No lleguéis a las manos… ¡ni a las armas!

No lleguéis a las manos… ¡ni a las armas!

Salwa Saad speaks with schoolteachers about ways to reduce sectarianism in the classroom.

(Alicia Medina)

Salwa Saad tardó un año en estrecharle la mano a Assaad Chaftari. Durante la guerra civil libanesa (1975-1990) se deseaban la muerte. Ella luchaba con los comunistas, él con una milicia cristiana de derechas. Su generación es responsable de la muerte de 200.000 personas. Hoy, desde Fighters for Peace (FFP, luchadores por la paz) –la única organización que une a excombatientes de ambos bandos–, intentan evitar que los jóvenes libaneses cojan las armas.

Cuando Salwa se unió a FFP, a finales de 2015, se resistía a aproximarse a Assaad. En abril de 2016, junto con otros excombatientes, viajaron a un encuentro con exmiembros del IRA en Irlanda del Norte. Allí Salwa se dio cuenta de que tenía que hacer el esfuerzo de acercarse a antiguos enemigos. En el autobús le dijo a Assad: “Estoy empezando a aceptarte”. Él le contestó: “Está bien, incluso yo me odio, todavía hoy hay noches en las que no puedo dormir”.

Ese viaje a Irlanda rompió una barrera entre dos antiguos rivales. Más allá de su lucha por convencer a los jóvenes del peligro sectario, estos excombatientes se han embarcado en una travesía para perdonar al antiguo enemigo y a sí mismos.

» **Líneas proporcionadas**:

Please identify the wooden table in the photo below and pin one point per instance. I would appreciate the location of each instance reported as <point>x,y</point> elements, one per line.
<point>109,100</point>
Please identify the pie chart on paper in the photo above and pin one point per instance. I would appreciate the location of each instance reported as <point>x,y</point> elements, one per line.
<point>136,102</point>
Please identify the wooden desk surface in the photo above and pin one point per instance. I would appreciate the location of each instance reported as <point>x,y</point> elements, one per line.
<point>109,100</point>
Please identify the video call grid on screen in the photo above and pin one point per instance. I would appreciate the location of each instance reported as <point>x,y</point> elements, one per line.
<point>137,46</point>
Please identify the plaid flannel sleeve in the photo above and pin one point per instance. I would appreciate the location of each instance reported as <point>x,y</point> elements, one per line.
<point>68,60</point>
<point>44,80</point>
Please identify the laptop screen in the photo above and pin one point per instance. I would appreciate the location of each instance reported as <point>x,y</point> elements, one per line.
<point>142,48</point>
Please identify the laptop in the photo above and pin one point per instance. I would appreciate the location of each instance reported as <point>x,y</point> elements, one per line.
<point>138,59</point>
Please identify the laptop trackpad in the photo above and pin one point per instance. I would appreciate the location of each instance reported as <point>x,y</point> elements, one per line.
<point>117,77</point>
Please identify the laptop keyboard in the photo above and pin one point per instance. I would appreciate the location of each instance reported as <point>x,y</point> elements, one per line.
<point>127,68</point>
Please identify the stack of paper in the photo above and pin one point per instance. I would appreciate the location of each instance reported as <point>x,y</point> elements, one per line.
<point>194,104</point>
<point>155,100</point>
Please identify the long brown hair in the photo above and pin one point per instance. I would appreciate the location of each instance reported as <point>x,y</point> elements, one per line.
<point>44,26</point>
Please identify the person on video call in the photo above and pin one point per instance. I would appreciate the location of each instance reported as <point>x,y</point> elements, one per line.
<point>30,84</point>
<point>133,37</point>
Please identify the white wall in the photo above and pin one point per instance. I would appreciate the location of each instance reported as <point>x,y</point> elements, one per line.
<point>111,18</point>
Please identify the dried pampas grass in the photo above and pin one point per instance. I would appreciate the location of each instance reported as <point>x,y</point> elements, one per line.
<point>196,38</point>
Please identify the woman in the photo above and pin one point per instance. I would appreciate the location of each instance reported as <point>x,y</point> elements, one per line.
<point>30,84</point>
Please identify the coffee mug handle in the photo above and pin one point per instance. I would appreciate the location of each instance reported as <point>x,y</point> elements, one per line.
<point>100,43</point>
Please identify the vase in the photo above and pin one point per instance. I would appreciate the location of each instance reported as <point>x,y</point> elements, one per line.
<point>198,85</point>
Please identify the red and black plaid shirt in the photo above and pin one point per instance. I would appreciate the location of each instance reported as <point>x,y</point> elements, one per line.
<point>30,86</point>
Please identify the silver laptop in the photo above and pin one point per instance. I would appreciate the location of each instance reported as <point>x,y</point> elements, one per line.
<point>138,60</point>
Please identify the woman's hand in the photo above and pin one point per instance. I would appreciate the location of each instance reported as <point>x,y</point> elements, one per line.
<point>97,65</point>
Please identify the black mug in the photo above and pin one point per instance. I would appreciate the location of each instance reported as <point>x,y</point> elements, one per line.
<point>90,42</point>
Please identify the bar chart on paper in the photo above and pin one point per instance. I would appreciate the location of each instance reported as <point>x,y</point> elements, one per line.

» **Instrucciones**:
[A] Cita del texto sobre los excombatientes libaneses el fragmento que va desde "Salwa Saad tardó" hasta "cojan las armas.", ambos incluidos.
[B] Por favor, escribe cómo sigue el texto sobre los excombatientes libaneses a partir de su última frase.

» **Resultados del ejercicio**:
[A]
Salwa Saad tardó un año en estrecharle la mano a Assaad Chaftari. Durante la guerra civil libanesa (1975-1990) se deseaban la muerte. Ella luchaba con los comunistas, él con una milicia cristiana de derechas. Su generación es responsable de la muerte de 200.000 personas. Hoy, desde Fighters for Peace (FFP, luchadores por la paz) –la única organización que une a excombatientes de ambos bandos–, intentan evitar que los jóvenes libaneses cojan las armas.

[B]
Alimentando el odio al ‘otro’

De adolescente, Assaad coleccionaba artículos de periódico sobre sus héroes: miembros del Mossad –los servicios de inteligencia israelíes–. Salwa, por su parte, se subía a los pinos en la ladera de su pueblo para avistar los entrenamientos de la Organización por la Liberación de Palestina. Las guerrilleras eran sus heroínas. A Assaad le fascinaban los estadounidenses en la guerra de Vietnam; a Salwa, el Vietcong (Frente Nacional de Liberación de Vietnam, comunistas).

En la universidad, Salwa se unió al partido comunista soñando con cambiar el statu quo político, reducir la diferencia entre ricos y pobres y defender a los palestinos. A sus 20 años, Salwa estaba convencida de que tenía razón. Cuando estalló la guerra en Líbano en abril de 1975, “en cierta manera, estábamos preparados”, recuerda Salwa.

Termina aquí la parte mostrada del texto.